- Referring expression pointing data -

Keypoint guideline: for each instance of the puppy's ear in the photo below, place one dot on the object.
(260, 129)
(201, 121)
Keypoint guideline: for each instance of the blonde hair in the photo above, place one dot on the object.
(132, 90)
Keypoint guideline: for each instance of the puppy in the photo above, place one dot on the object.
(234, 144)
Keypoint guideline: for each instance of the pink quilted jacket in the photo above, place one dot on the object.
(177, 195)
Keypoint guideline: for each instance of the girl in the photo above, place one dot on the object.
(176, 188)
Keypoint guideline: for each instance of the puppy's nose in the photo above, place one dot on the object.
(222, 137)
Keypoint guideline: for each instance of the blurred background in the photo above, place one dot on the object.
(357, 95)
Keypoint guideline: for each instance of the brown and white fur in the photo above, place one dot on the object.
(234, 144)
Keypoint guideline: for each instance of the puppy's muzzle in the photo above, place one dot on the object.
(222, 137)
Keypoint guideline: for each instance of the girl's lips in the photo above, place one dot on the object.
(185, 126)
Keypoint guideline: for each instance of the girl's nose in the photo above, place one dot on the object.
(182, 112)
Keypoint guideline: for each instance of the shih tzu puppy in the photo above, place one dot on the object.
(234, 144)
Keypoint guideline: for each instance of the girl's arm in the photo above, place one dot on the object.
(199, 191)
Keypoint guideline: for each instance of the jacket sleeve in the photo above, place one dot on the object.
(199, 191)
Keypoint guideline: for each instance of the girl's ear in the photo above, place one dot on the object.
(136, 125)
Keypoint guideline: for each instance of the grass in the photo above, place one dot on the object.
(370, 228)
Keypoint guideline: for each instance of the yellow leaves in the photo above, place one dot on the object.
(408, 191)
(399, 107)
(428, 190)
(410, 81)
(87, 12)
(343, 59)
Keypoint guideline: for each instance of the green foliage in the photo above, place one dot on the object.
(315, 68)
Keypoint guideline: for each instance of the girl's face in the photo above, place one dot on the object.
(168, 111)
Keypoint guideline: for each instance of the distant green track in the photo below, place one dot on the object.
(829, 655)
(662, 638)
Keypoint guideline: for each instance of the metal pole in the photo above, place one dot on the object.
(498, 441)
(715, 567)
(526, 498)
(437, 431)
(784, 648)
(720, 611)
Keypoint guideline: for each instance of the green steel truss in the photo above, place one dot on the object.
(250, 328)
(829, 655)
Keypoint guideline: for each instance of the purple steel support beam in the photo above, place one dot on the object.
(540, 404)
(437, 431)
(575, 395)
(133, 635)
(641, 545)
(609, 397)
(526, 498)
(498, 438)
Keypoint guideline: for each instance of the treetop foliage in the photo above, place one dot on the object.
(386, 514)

- Work to be completed -
Using the entries above, copy exactly the lines from the one containing "Keypoint guideline: for each instance of the treetop" through the last, both included.

- Task solution -
Keypoint guideline: for each instance of the treetop foliage in the photo above, place one dot on the object.
(386, 514)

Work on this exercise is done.